== Segment start ==

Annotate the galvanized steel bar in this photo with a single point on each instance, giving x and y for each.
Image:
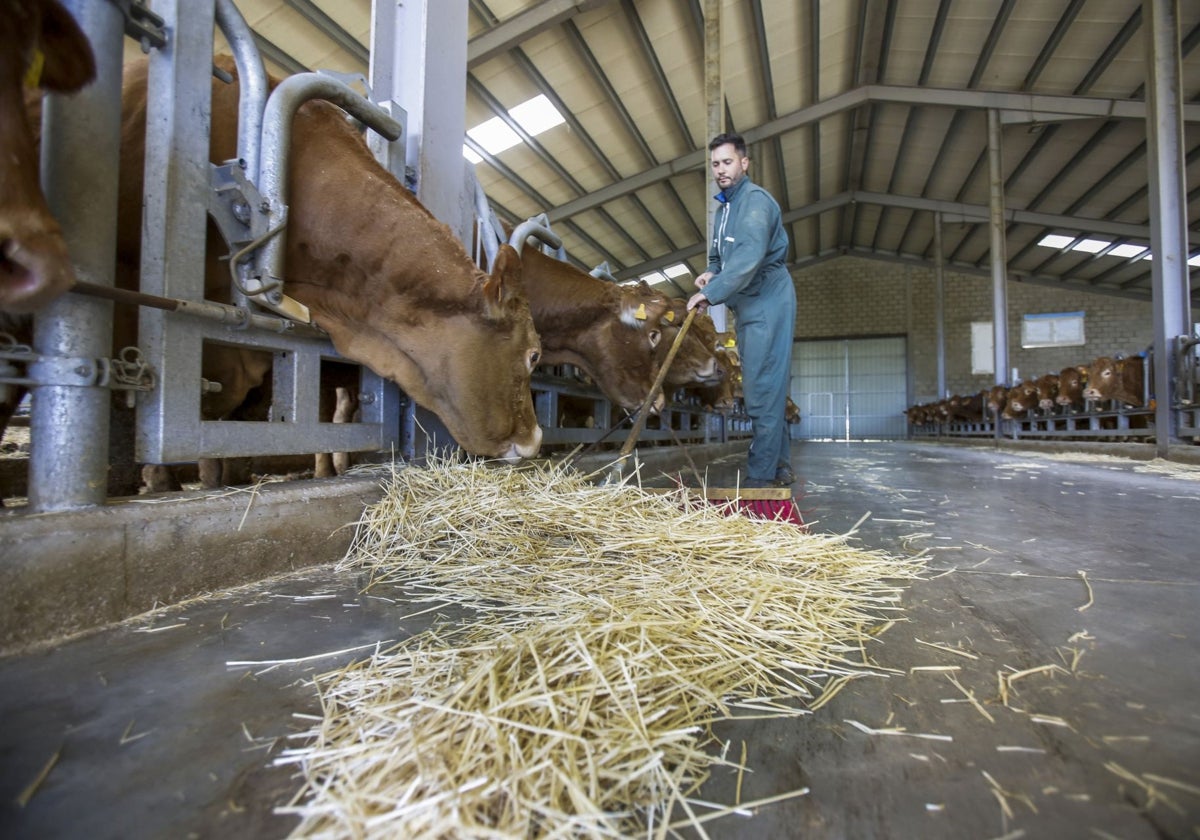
(940, 304)
(999, 252)
(81, 143)
(1168, 204)
(253, 87)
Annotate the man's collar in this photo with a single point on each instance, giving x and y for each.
(726, 196)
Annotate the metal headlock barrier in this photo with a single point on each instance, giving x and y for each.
(1098, 420)
(246, 198)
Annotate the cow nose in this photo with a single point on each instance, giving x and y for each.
(523, 450)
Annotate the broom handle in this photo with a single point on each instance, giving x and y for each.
(640, 424)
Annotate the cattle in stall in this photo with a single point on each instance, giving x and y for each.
(1047, 387)
(791, 412)
(41, 49)
(609, 331)
(1021, 400)
(390, 285)
(1120, 379)
(996, 400)
(695, 364)
(1072, 381)
(965, 408)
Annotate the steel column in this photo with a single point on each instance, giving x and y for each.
(419, 61)
(1168, 205)
(940, 304)
(999, 255)
(81, 142)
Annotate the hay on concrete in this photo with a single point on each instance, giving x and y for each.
(613, 629)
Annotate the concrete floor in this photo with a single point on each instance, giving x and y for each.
(154, 735)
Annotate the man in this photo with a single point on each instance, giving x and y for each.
(747, 271)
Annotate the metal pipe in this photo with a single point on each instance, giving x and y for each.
(209, 310)
(81, 142)
(537, 228)
(999, 256)
(276, 144)
(1168, 205)
(253, 85)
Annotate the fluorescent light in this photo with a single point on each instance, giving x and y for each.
(1128, 250)
(495, 136)
(1091, 245)
(537, 115)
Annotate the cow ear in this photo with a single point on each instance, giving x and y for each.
(504, 282)
(67, 59)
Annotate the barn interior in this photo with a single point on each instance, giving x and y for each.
(975, 195)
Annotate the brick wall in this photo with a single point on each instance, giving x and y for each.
(851, 298)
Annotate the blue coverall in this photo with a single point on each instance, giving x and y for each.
(747, 258)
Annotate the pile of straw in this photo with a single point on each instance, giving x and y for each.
(613, 628)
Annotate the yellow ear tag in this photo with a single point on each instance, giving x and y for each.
(34, 75)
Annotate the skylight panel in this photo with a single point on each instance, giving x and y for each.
(1127, 250)
(537, 115)
(1091, 245)
(495, 136)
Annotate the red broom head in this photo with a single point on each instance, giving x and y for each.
(778, 510)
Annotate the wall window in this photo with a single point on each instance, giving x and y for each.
(983, 347)
(1053, 329)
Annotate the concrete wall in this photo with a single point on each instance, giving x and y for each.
(856, 298)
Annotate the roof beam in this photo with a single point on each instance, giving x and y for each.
(1018, 107)
(330, 28)
(520, 28)
(952, 211)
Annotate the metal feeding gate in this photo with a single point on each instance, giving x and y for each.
(246, 199)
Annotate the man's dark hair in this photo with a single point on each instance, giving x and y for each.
(736, 139)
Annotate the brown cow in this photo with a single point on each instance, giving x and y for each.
(1021, 400)
(965, 408)
(1071, 387)
(1047, 388)
(41, 48)
(695, 364)
(609, 331)
(457, 341)
(1121, 379)
(996, 400)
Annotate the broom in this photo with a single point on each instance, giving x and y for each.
(759, 503)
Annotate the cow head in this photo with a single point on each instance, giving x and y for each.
(43, 49)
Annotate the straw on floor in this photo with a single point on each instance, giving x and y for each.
(612, 629)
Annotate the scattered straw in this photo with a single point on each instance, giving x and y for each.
(1091, 598)
(31, 790)
(612, 629)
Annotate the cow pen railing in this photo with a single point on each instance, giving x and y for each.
(177, 324)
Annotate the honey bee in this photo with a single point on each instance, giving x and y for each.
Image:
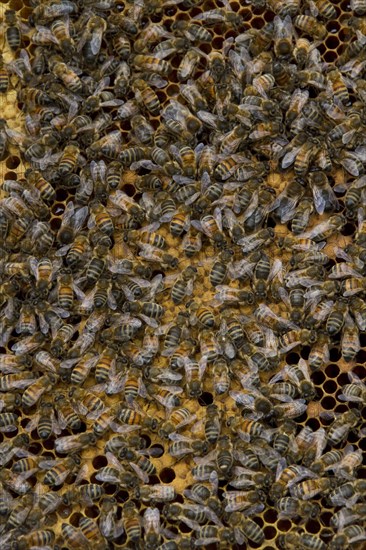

== Segment end ==

=== To do ===
Set down all of the material word for word, minus its pictures.

=== Result for this exercise ===
Annotate the galvanized steel bar in this photo with a single point on each instance, giving x and y for each.
Image:
(940, 304)
(999, 252)
(81, 143)
(1168, 204)
(253, 87)
Annotate the man's collar in this photo with a single point on each instance, giving x and y for each.
(726, 196)
Annotate the metal headlock barrier in this photo with a single point on each instance, giving x and y for each.
(1098, 420)
(246, 198)
Annotate the cow nose in this photo with a single point on each instance, giving x and y for each.
(523, 450)
Annotate the broom handle in this photo with a single point on each instance, giving x and y for each.
(640, 424)
Annotate the cattle in stall in this photo with a single point on each instance, giving x and y for each.
(1047, 387)
(791, 412)
(41, 49)
(609, 331)
(1021, 400)
(390, 285)
(1120, 379)
(996, 400)
(695, 364)
(1072, 381)
(965, 408)
Annotate the steel column in this photo with a single point on each instance, giving x and y for each.
(419, 61)
(1168, 205)
(940, 304)
(999, 255)
(81, 142)
Annotate the hay on concrete in this photo with a single point on each instance, giving x and y for each.
(613, 629)
Annotate the concrete floor in this photo with a single point on each instance, giving x and y for each.
(154, 735)
Annotate the man in this photo with a single point on each instance, giving x and y for each.
(747, 271)
Annotate the metal pipe in this photo with a single point on each instance, giving x and y for each.
(209, 310)
(81, 142)
(537, 228)
(999, 256)
(276, 144)
(1168, 205)
(253, 85)
Annotate the fluorescent light in this photo with a single point on each instance, giving x and y for each.
(1128, 250)
(495, 136)
(1091, 245)
(537, 115)
Annotate the cow ear in this photo with a single point on each instance, giving x and y for each.
(504, 282)
(67, 59)
Annotate the barn interior in this photo with a single point on each instance, giving x and y for each.
(975, 195)
Annotate the brick wall in this photo with a single point on each instance, giving x and y for each.
(851, 298)
Annotate the blue coverall in this photo with a single point on each instance, giving x and y for each.
(747, 258)
Annotate the pile of straw in this photo with a single point on each instance, giving x and y for each.
(613, 628)
Annotate the yellow ear tag in this photo with a single point on each instance, giving x and y for each.
(34, 75)
Annotate the skylight panel in this photo with a single point on each instance, giving x and y for each.
(1127, 250)
(537, 115)
(1091, 245)
(495, 136)
Annotate the red broom head in this photo with a single point on each instance, giving x and y for each.
(778, 510)
Annotate the wall window in this photo with a single point on each instance, giving x and y for each.
(983, 347)
(1053, 329)
Annotate the concrete wall in this photo with a single point on each instance, giving x and y for each.
(856, 298)
Annotate the roof beam in this photo with a single point on each instance, giving x and y for each.
(1018, 107)
(330, 28)
(520, 28)
(952, 211)
Annotate the metal feeding gate in this photo with a single point on each instance, giving x and y for each.
(246, 199)
Annotate the man's dark hair in this photo with a single point on each instance, giving x and y for each.
(736, 139)
Annotate the brown cow in this photo with a single point on each instance, giving x and y for each.
(1021, 400)
(965, 408)
(1071, 387)
(1047, 388)
(41, 48)
(695, 364)
(609, 331)
(457, 341)
(1121, 379)
(996, 400)
Annotate the broom in this photo with a single point on each instance, giving x and y for each.
(759, 503)
Annotate the cow head in this photo with a single point on each instance, giving x and y for each.
(43, 49)
Annotate the straw on floor in this photo with a single point on each instance, giving x and y for each.
(612, 629)
Annotate the scattered straw in this photo with a single point on each instance, giving x and y for each.
(1091, 598)
(31, 790)
(612, 629)
Annotate the cow pen railing in this photo with a single point on each instance, giving x and y for each.
(177, 324)
Annotate the honey bee in this photo with a single point on each instance, giving x and y for each.
Image:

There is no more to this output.